Problem ▸
The records that follow must be reproduced in full, exactly as written.

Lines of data
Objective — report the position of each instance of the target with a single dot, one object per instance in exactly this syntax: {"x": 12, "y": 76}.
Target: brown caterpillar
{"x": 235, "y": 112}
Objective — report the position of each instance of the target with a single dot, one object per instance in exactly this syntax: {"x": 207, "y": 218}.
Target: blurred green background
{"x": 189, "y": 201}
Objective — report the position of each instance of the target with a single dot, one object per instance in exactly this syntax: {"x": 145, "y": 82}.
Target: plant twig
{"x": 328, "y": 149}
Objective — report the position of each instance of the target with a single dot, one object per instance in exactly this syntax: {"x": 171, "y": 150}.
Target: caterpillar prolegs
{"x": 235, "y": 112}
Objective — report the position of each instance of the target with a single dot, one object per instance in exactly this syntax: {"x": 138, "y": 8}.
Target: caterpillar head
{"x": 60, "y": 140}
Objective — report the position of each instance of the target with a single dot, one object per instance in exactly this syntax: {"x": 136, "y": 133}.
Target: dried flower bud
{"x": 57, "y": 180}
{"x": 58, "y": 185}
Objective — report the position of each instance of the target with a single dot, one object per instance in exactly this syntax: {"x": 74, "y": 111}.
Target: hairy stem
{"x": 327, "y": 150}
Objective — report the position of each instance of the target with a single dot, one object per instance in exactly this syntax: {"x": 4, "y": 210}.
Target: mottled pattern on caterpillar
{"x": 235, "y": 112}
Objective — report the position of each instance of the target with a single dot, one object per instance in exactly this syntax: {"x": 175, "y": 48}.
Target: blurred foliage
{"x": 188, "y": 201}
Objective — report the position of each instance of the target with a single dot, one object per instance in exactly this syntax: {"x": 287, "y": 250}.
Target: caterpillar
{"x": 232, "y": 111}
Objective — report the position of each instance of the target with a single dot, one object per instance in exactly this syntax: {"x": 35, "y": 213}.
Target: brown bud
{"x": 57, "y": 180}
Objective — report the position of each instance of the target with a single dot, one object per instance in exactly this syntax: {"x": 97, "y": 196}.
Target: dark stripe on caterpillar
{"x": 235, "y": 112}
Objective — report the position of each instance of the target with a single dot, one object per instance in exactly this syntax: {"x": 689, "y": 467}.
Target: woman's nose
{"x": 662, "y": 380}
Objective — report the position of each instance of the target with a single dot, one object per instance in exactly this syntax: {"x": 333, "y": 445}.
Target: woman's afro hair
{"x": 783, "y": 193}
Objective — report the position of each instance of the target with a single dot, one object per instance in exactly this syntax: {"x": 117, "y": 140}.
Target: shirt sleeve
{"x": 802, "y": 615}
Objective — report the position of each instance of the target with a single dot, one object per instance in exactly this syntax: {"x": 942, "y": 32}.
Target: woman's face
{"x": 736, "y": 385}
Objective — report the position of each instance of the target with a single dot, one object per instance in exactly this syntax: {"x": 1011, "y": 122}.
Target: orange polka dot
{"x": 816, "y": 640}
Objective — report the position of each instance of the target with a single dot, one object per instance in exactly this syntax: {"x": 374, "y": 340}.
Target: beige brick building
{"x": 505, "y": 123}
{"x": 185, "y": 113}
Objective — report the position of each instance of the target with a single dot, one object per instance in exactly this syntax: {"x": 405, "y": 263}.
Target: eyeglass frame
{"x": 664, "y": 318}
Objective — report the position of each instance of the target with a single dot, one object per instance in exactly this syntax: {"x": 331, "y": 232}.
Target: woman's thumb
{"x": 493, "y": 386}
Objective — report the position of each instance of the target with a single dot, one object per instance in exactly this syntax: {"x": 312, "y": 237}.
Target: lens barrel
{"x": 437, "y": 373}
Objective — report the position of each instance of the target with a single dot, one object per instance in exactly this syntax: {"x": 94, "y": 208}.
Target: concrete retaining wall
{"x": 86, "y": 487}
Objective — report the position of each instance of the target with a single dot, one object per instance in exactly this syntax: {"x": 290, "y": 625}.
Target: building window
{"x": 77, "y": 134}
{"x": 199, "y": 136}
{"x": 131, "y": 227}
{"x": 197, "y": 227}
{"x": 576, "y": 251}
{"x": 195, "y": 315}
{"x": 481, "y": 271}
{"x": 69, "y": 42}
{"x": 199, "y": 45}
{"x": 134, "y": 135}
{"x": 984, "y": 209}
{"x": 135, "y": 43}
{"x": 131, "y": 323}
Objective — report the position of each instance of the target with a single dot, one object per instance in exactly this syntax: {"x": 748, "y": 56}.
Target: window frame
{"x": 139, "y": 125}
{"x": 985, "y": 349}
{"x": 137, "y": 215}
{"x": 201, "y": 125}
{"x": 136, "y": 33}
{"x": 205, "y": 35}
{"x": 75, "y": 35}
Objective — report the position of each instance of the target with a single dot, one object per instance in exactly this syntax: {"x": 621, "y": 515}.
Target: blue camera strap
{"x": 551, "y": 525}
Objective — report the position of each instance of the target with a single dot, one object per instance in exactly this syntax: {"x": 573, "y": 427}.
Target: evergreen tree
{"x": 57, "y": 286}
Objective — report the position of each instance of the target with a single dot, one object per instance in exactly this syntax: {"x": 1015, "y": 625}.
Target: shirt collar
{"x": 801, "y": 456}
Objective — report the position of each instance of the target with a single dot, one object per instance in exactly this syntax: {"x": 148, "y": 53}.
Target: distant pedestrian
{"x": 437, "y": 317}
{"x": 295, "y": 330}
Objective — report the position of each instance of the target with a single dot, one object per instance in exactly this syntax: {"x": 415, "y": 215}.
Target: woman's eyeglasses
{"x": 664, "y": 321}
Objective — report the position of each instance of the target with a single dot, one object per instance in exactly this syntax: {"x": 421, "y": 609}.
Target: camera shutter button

Complete output ▸
Objective — report the position of each instance of the target with a single dot, one object per instance in exactly this syntax: {"x": 12, "y": 76}.
Target: brown caterpillar
{"x": 235, "y": 112}
Objective — report the position of each instance of the target with a single dot, one object per instance in exactly this syntax: {"x": 207, "y": 218}.
Target: blurred green background
{"x": 189, "y": 201}
Objective — report the position of each instance of the target with a single dot, one object per instance in exactly this syntax: {"x": 145, "y": 82}.
Target: plant twig
{"x": 328, "y": 149}
Objective — report the position of each instance of the target with a single dot, one object per instance in exactly this syntax: {"x": 171, "y": 150}.
Target: caterpillar prolegs
{"x": 235, "y": 112}
Objective — report the position of each instance of the target with a single dot, one object per instance in exactly this syntax: {"x": 138, "y": 8}.
Target: caterpillar head
{"x": 60, "y": 140}
Objective — report the position of each instance of the target with a single dot, one object per instance in exactly this syntax: {"x": 136, "y": 133}.
Target: dried flower bud
{"x": 57, "y": 180}
{"x": 58, "y": 185}
Objective — report the position of each instance of the target with a single dot, one object per instance in exactly this syntax: {"x": 74, "y": 111}.
Target: hairy stem
{"x": 327, "y": 150}
Objective — report the position of each instance of the target with a single dot, one object per instance in exactly this syntax: {"x": 4, "y": 210}.
Target: mottled pattern on caterpillar
{"x": 235, "y": 112}
Objective — report the position of each instance of the target with a single dot, one object per instance in exactly this syntax: {"x": 175, "y": 48}.
Target: blurred foliage
{"x": 188, "y": 201}
Objective — report the position of each instance of the target with a single dot, one object per instance in exactly this syntax: {"x": 287, "y": 250}.
Target: caterpillar
{"x": 232, "y": 111}
Objective — report the position of each instance of the target with a single dot, one object per instance in exactly this syntax: {"x": 35, "y": 213}.
Target: brown bud
{"x": 57, "y": 180}
Objective — report the position of each instance of the target with a single dot, one object per instance in exactly this syntax: {"x": 97, "y": 196}.
Target: dark stripe on caterpillar
{"x": 235, "y": 112}
Objective — report the position of each instance of the target with a single dot, one object per instance in exactly this syntax: {"x": 689, "y": 467}.
Target: woman's nose
{"x": 662, "y": 380}
Objective — report the position of each instance of the target with a single dot, one object per instance in exactly this syntax: {"x": 333, "y": 445}.
Target: woman's afro hair
{"x": 783, "y": 193}
Objective — report the position of each instance of the target with a single dot, one object per instance in exactly this syntax: {"x": 117, "y": 140}.
Target: shirt sleeve
{"x": 802, "y": 615}
Objective — report the position of each instance of the target with a single dot, one object per instance in exactly this syntax: {"x": 942, "y": 32}.
Target: woman's face
{"x": 736, "y": 385}
Objective — report the position of each instance of the target with a single dot, one object per instance in exactly this syntax: {"x": 1011, "y": 122}.
Target: orange polka dot
{"x": 816, "y": 640}
Objective — report the position of each instance of the target with a single dot, one object per instance in exactly this syntax: {"x": 374, "y": 340}.
Target: beige brick building
{"x": 505, "y": 123}
{"x": 185, "y": 113}
Objective — report the position of each instance of the target with a single dot, one object per instance in exactly this syntax: {"x": 405, "y": 263}.
Target: eyeglass frame
{"x": 664, "y": 318}
Objective — report the position of each instance of the target with a single dot, one object per instance in exactly this syntax: {"x": 331, "y": 232}.
Target: woman's thumb
{"x": 493, "y": 386}
Objective — report the position of each instance of the target with a single dot, one object per instance in exactly this syntax: {"x": 312, "y": 237}.
Target: lens barrel
{"x": 437, "y": 373}
Objective — report the position of each instance of the target with a single dot, one object per instance in exactly this syntax: {"x": 94, "y": 208}.
Target: concrete retaining wall
{"x": 86, "y": 487}
Objective — report the position of each instance of the target with a single dot, one object per instance in exactly this syntax: {"x": 290, "y": 625}.
Target: building window
{"x": 77, "y": 134}
{"x": 199, "y": 136}
{"x": 131, "y": 227}
{"x": 197, "y": 227}
{"x": 576, "y": 251}
{"x": 195, "y": 315}
{"x": 481, "y": 271}
{"x": 69, "y": 42}
{"x": 199, "y": 45}
{"x": 134, "y": 135}
{"x": 984, "y": 209}
{"x": 135, "y": 43}
{"x": 131, "y": 323}
Objective — report the position of each instance of the target with a single dot, one object per instance in exactly this syntax: {"x": 748, "y": 56}.
Target: window frame
{"x": 139, "y": 125}
{"x": 985, "y": 349}
{"x": 137, "y": 215}
{"x": 201, "y": 125}
{"x": 136, "y": 33}
{"x": 205, "y": 35}
{"x": 75, "y": 35}
Objective — report the position of each instance of the target with a single dot, one object per instance in exactly this syntax: {"x": 621, "y": 515}.
Target: blue camera strap
{"x": 551, "y": 525}
Objective — report the position of each instance of the target with a single dot, one object per instance in exactly this syntax: {"x": 573, "y": 427}.
Target: evergreen tree
{"x": 57, "y": 286}
Objective — report the position of each instance of the target with a single dot, one object per instance in exactly this syntax: {"x": 1015, "y": 625}.
Target: shirt collar
{"x": 801, "y": 456}
Objective — report the position of each instance of the target with a single dot, one object per instance in exactly this syntax: {"x": 148, "y": 53}.
Target: distant pedestrian
{"x": 437, "y": 317}
{"x": 295, "y": 330}
Objective — report the position of each instance of the target with a single dot, one object per instance in exactly this syntax: {"x": 415, "y": 215}.
Target: woman's eyeglasses
{"x": 664, "y": 321}
Objective — report the position of each instance of the target with a single dot, one object per instance in exactly this syntax: {"x": 421, "y": 609}.
Target: camera shutter button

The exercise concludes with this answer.